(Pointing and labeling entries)
━━━━━━━━
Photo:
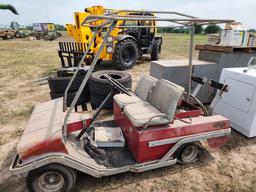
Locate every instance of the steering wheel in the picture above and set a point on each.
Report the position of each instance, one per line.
(118, 85)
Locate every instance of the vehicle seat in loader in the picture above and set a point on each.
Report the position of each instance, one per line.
(141, 92)
(160, 107)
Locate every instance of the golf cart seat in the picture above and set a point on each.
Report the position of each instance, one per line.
(160, 107)
(141, 92)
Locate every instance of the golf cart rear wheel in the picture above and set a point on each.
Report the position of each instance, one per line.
(188, 153)
(126, 54)
(51, 178)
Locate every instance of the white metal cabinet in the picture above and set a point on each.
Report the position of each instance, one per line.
(239, 104)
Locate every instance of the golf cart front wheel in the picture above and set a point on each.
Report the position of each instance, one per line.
(53, 177)
(188, 153)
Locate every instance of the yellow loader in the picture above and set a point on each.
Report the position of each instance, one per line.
(125, 45)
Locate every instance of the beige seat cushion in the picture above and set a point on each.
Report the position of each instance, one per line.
(140, 113)
(165, 96)
(123, 99)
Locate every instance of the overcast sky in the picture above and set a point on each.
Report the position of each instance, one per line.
(61, 11)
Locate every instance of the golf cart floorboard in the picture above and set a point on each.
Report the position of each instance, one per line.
(117, 156)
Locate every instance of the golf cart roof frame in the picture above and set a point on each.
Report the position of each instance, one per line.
(110, 20)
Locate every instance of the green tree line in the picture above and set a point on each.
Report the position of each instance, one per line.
(198, 29)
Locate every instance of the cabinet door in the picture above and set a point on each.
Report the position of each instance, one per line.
(240, 94)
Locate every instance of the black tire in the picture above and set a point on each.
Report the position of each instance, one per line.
(156, 50)
(96, 101)
(188, 153)
(100, 86)
(52, 177)
(59, 84)
(126, 54)
(83, 99)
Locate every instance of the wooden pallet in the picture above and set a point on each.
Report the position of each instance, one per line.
(225, 49)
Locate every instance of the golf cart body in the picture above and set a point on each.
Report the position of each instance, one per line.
(151, 137)
(158, 123)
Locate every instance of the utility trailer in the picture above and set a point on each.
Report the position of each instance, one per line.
(159, 125)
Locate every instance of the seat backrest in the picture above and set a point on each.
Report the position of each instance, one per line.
(144, 85)
(165, 96)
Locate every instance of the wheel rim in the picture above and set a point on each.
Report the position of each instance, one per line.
(51, 181)
(128, 55)
(189, 154)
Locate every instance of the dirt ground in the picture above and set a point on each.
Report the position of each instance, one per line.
(230, 168)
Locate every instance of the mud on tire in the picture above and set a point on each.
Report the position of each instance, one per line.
(52, 177)
(126, 54)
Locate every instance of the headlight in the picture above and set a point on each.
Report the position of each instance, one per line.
(109, 49)
(110, 39)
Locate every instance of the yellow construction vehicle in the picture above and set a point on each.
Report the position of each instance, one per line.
(127, 44)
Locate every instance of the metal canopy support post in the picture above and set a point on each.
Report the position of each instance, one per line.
(87, 76)
(78, 68)
(192, 34)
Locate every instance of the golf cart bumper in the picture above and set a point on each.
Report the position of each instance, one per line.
(17, 167)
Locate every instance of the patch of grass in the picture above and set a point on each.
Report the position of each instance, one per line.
(11, 115)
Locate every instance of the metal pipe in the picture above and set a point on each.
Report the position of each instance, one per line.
(191, 48)
(87, 76)
(94, 116)
(78, 68)
(150, 18)
(156, 12)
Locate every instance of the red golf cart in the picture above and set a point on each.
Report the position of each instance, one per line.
(159, 124)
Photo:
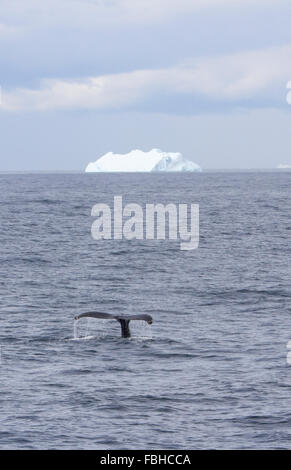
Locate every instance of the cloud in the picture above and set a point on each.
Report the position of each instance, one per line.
(235, 79)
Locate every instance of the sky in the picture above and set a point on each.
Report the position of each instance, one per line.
(208, 78)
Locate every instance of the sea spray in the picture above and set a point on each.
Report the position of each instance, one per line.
(76, 329)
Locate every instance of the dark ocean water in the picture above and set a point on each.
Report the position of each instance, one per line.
(211, 372)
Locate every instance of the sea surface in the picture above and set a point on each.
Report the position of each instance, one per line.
(212, 370)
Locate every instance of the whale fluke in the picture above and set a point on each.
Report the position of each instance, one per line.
(122, 319)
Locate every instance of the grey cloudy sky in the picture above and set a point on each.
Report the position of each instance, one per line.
(205, 77)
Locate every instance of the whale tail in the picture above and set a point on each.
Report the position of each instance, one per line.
(122, 319)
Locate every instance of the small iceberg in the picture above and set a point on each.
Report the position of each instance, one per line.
(138, 161)
(284, 166)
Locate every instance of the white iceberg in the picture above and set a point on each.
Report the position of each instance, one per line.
(139, 161)
(284, 166)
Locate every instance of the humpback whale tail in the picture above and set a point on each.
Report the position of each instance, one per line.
(122, 319)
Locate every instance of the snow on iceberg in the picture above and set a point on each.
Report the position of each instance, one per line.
(284, 166)
(139, 161)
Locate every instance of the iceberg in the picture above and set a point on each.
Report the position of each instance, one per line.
(284, 166)
(139, 161)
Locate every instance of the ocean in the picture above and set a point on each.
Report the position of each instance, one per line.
(212, 370)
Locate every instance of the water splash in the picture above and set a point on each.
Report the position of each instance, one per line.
(76, 329)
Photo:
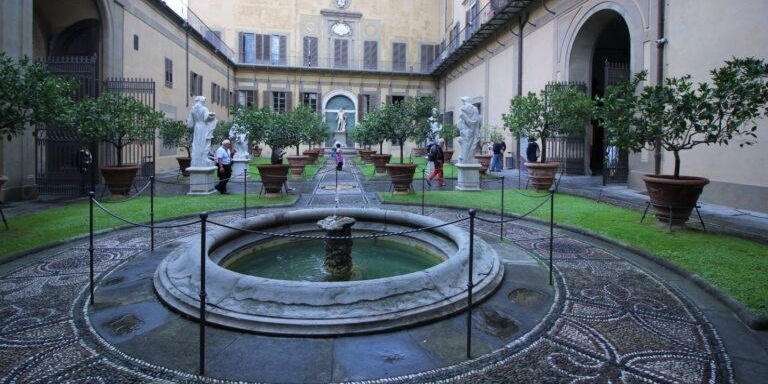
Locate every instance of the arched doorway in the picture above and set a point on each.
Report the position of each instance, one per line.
(340, 114)
(600, 55)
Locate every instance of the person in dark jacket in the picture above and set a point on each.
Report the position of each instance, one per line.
(436, 156)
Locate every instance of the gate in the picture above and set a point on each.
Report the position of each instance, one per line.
(60, 159)
(63, 166)
(570, 151)
(616, 161)
(141, 154)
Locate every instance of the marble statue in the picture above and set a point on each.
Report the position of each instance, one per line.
(341, 121)
(469, 127)
(202, 122)
(434, 128)
(240, 137)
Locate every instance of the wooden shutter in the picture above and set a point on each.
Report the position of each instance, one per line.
(370, 55)
(310, 51)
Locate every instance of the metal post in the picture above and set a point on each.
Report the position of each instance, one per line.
(201, 367)
(245, 192)
(423, 181)
(91, 195)
(470, 284)
(152, 212)
(551, 228)
(501, 218)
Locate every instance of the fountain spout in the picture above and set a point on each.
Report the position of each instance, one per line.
(338, 246)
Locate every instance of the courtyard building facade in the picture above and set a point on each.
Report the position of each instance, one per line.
(351, 56)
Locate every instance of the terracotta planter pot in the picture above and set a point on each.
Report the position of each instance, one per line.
(273, 177)
(448, 155)
(542, 175)
(365, 155)
(485, 162)
(672, 199)
(297, 164)
(401, 176)
(380, 162)
(312, 155)
(184, 163)
(119, 180)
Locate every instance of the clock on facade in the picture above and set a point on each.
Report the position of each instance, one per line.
(341, 3)
(341, 29)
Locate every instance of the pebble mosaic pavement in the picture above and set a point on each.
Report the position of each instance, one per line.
(611, 321)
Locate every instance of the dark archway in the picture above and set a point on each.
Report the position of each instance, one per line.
(611, 47)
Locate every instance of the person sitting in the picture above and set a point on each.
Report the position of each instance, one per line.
(437, 156)
(277, 158)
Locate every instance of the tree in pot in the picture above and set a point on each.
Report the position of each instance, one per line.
(370, 132)
(176, 134)
(449, 132)
(678, 115)
(407, 120)
(29, 95)
(273, 176)
(559, 109)
(120, 121)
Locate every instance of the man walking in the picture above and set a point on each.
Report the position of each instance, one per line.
(224, 164)
(437, 157)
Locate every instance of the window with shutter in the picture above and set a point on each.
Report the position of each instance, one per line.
(371, 55)
(398, 56)
(168, 73)
(247, 48)
(428, 55)
(454, 37)
(309, 99)
(340, 53)
(310, 51)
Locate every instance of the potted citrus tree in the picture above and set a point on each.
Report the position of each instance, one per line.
(370, 132)
(407, 120)
(678, 115)
(119, 121)
(29, 95)
(559, 109)
(176, 134)
(449, 132)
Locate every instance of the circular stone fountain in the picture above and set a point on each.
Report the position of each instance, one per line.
(286, 307)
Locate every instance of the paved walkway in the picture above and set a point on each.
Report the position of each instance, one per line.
(610, 316)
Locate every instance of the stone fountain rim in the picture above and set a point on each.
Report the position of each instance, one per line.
(283, 307)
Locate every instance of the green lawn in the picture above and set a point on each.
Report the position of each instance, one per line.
(736, 266)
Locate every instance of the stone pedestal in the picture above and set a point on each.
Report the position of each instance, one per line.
(468, 177)
(238, 168)
(341, 137)
(202, 180)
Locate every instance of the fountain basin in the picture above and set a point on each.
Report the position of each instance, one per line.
(270, 306)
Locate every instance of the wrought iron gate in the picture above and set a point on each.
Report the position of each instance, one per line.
(60, 159)
(63, 165)
(570, 151)
(615, 161)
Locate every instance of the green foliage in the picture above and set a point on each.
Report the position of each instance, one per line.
(176, 134)
(679, 115)
(115, 119)
(741, 274)
(449, 132)
(560, 109)
(255, 122)
(401, 121)
(30, 95)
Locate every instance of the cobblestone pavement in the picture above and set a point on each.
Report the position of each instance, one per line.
(613, 318)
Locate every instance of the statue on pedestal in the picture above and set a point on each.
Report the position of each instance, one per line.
(203, 122)
(469, 127)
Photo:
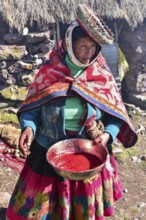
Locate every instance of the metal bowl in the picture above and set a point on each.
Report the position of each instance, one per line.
(76, 145)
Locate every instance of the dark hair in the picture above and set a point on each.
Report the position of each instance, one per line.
(77, 33)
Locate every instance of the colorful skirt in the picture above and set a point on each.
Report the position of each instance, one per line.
(41, 194)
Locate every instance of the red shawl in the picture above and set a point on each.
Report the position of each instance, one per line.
(95, 84)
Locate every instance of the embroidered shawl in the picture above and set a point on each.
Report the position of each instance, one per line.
(95, 84)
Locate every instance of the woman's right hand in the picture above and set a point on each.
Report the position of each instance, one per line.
(25, 141)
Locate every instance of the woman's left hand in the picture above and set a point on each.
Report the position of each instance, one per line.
(102, 139)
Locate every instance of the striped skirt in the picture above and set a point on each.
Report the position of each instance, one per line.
(41, 194)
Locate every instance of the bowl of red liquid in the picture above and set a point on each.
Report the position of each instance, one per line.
(77, 159)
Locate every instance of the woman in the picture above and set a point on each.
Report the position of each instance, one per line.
(73, 95)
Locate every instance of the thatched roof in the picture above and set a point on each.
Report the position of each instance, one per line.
(133, 11)
(17, 13)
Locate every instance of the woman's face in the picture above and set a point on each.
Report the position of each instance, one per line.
(84, 49)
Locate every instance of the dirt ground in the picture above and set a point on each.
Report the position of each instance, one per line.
(132, 172)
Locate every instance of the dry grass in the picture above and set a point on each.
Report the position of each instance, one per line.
(19, 13)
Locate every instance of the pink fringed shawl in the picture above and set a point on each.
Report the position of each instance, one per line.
(95, 84)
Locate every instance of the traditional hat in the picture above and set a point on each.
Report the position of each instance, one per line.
(94, 25)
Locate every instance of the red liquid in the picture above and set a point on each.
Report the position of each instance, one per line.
(77, 162)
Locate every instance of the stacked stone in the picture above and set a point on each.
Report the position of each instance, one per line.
(20, 59)
(133, 44)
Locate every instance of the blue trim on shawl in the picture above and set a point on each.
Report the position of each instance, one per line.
(100, 105)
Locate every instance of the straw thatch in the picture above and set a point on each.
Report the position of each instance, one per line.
(18, 13)
(133, 11)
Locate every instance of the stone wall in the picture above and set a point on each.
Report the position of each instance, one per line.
(133, 44)
(20, 58)
(22, 55)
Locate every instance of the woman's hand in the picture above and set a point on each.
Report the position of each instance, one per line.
(25, 141)
(102, 139)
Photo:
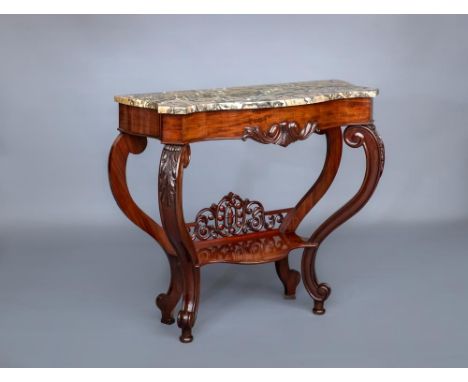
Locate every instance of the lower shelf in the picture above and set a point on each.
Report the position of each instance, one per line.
(262, 247)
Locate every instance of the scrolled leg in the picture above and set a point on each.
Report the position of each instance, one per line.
(166, 302)
(124, 145)
(354, 136)
(289, 277)
(173, 160)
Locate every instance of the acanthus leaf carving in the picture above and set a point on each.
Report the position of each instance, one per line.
(233, 216)
(283, 133)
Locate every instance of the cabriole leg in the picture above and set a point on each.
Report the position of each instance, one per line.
(289, 277)
(354, 136)
(166, 302)
(123, 145)
(173, 160)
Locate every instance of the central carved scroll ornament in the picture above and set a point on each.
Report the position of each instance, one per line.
(233, 216)
(283, 133)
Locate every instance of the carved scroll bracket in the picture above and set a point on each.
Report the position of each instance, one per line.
(234, 216)
(283, 133)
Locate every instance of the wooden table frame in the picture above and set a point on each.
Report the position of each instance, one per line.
(238, 230)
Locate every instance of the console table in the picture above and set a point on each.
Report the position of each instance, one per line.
(237, 230)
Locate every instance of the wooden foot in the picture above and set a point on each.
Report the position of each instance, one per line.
(354, 136)
(289, 277)
(173, 160)
(166, 302)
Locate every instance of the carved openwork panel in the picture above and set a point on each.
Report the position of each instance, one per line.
(283, 133)
(233, 216)
(244, 251)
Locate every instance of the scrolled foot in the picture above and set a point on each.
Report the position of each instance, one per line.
(185, 321)
(162, 302)
(289, 277)
(186, 336)
(293, 281)
(323, 291)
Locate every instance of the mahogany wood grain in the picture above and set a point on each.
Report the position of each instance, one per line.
(123, 145)
(173, 160)
(256, 236)
(139, 121)
(254, 248)
(354, 136)
(230, 124)
(321, 185)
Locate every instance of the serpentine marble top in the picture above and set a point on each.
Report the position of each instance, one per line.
(247, 97)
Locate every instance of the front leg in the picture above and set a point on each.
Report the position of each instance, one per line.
(289, 277)
(354, 136)
(120, 151)
(173, 160)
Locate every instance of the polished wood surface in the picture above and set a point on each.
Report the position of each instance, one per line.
(231, 124)
(236, 230)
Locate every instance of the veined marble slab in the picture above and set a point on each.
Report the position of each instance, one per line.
(247, 97)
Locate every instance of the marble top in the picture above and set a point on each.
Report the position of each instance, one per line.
(247, 97)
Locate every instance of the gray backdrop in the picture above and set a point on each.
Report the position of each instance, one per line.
(77, 279)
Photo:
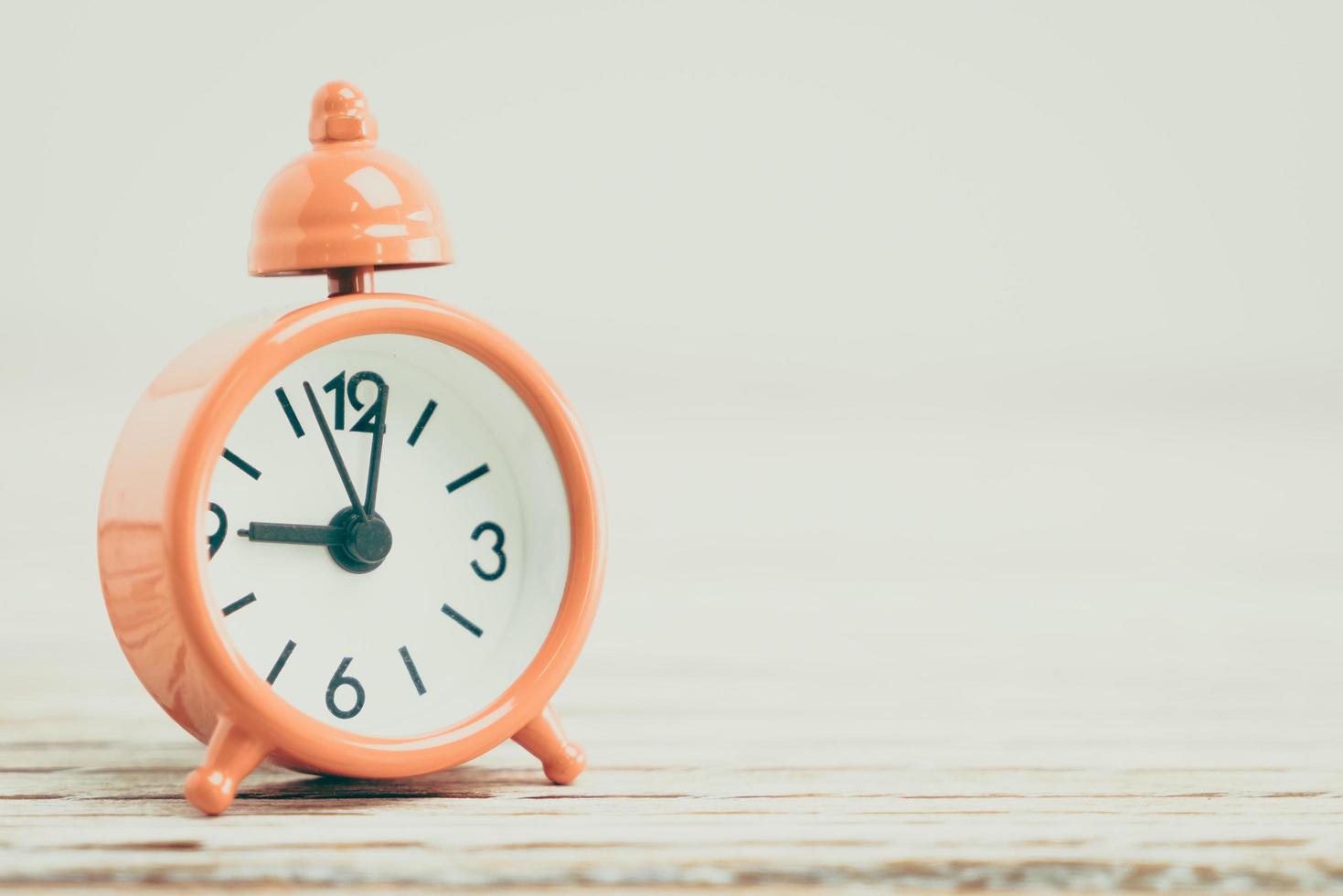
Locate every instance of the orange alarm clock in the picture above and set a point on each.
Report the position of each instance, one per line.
(361, 538)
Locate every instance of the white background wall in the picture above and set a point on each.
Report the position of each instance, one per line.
(985, 355)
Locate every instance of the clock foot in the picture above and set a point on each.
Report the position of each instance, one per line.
(229, 756)
(561, 759)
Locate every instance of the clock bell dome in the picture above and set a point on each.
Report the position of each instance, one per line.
(346, 205)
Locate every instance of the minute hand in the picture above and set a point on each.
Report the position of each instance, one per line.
(375, 458)
(293, 534)
(335, 453)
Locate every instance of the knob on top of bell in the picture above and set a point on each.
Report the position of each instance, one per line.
(346, 203)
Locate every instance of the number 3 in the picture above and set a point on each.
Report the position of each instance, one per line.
(497, 549)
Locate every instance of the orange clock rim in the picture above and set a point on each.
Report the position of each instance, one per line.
(300, 739)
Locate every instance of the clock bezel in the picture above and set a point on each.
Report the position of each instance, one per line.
(298, 739)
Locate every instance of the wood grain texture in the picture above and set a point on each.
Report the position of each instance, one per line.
(680, 793)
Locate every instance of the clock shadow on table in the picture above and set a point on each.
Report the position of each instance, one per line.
(453, 784)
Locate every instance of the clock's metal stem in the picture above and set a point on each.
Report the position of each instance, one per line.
(343, 281)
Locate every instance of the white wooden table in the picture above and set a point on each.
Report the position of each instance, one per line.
(689, 786)
(927, 683)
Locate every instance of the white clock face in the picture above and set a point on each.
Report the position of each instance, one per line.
(412, 617)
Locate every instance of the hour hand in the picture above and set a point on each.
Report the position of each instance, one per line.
(292, 534)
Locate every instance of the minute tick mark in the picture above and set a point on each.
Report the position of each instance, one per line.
(240, 603)
(463, 621)
(242, 465)
(280, 664)
(470, 477)
(412, 670)
(420, 423)
(289, 411)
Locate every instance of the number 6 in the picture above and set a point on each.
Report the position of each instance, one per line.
(338, 680)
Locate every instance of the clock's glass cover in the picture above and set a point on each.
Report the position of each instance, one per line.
(414, 617)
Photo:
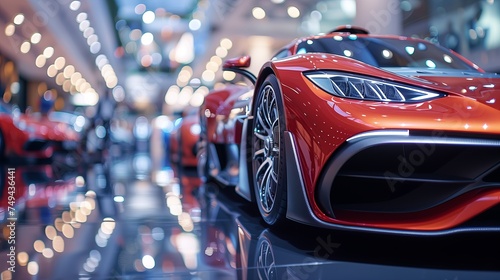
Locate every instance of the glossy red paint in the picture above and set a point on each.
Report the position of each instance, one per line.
(184, 139)
(321, 123)
(221, 111)
(20, 130)
(241, 62)
(441, 217)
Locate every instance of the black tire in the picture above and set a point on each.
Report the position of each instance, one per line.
(267, 154)
(202, 155)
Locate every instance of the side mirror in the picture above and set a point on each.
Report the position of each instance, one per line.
(236, 64)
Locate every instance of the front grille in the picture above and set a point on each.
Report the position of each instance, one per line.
(410, 177)
(397, 173)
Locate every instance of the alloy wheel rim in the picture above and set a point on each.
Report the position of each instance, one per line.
(266, 263)
(266, 153)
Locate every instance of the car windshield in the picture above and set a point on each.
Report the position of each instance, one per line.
(387, 52)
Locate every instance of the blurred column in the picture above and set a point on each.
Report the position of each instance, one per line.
(379, 16)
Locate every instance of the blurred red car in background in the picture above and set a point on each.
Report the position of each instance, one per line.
(184, 139)
(37, 137)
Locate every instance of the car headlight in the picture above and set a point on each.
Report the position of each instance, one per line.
(367, 88)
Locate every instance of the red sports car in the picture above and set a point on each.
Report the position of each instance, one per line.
(184, 139)
(28, 136)
(356, 131)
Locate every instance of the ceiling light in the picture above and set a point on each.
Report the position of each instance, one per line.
(51, 71)
(75, 77)
(208, 76)
(89, 31)
(25, 47)
(75, 5)
(184, 51)
(59, 63)
(139, 9)
(92, 39)
(60, 79)
(84, 25)
(40, 61)
(148, 17)
(221, 52)
(95, 47)
(147, 38)
(195, 24)
(212, 66)
(146, 60)
(157, 58)
(19, 19)
(68, 71)
(81, 17)
(48, 52)
(228, 75)
(135, 34)
(36, 38)
(10, 30)
(226, 43)
(258, 13)
(293, 12)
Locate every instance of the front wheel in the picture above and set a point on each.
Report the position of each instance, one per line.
(268, 156)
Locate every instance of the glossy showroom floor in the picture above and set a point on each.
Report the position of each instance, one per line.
(133, 219)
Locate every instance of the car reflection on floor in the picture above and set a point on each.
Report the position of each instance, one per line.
(131, 219)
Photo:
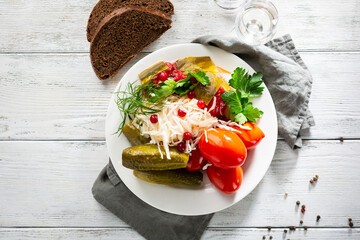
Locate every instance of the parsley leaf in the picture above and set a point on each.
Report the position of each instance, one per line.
(166, 89)
(248, 85)
(180, 87)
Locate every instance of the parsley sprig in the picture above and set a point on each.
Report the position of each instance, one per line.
(180, 87)
(246, 86)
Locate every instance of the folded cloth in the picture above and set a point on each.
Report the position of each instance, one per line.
(285, 75)
(150, 222)
(289, 83)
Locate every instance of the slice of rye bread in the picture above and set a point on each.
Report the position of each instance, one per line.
(105, 7)
(122, 35)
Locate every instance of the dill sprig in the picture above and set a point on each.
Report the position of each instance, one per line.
(134, 100)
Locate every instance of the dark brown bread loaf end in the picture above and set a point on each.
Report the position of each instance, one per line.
(105, 7)
(122, 35)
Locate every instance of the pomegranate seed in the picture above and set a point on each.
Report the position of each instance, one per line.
(187, 136)
(181, 113)
(191, 94)
(163, 76)
(201, 104)
(154, 118)
(181, 147)
(220, 90)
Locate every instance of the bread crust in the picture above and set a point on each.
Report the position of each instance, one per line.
(92, 24)
(117, 13)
━━━━━━━━
- GIVEN EXERCISE -
Starting at the line that contains "Locate every instance of the folded", print every line through the end of the listing, word for word. Leave out all the rest.

- OUTPUT BELOW -
Locate every instance of the folded cloth in the picture above and set a point on each.
Report the position of each instance, one per line.
(285, 75)
(150, 222)
(289, 83)
Locate every instance of the slice of rye bread in the picture above and set a point on each.
Report the position of each instance, one per line.
(105, 7)
(122, 35)
Locate every instance of the dill sprig in the picture above and set a point on each.
Report the position of each instance, one per line.
(134, 100)
Locate every instance of the dark brown bread loaf end in the picture above and set a point on each.
Report the position of each instance, one per line.
(105, 7)
(122, 35)
Locate every instance of the pomegranate seed in the picture above and set a point on each.
Report the position of each instance, one per line.
(187, 136)
(181, 113)
(191, 94)
(163, 76)
(201, 104)
(154, 118)
(181, 147)
(220, 90)
Locate every instance of the bread crust in the picture above and set a point on each.
Report the position of each instance, one per line.
(92, 24)
(117, 13)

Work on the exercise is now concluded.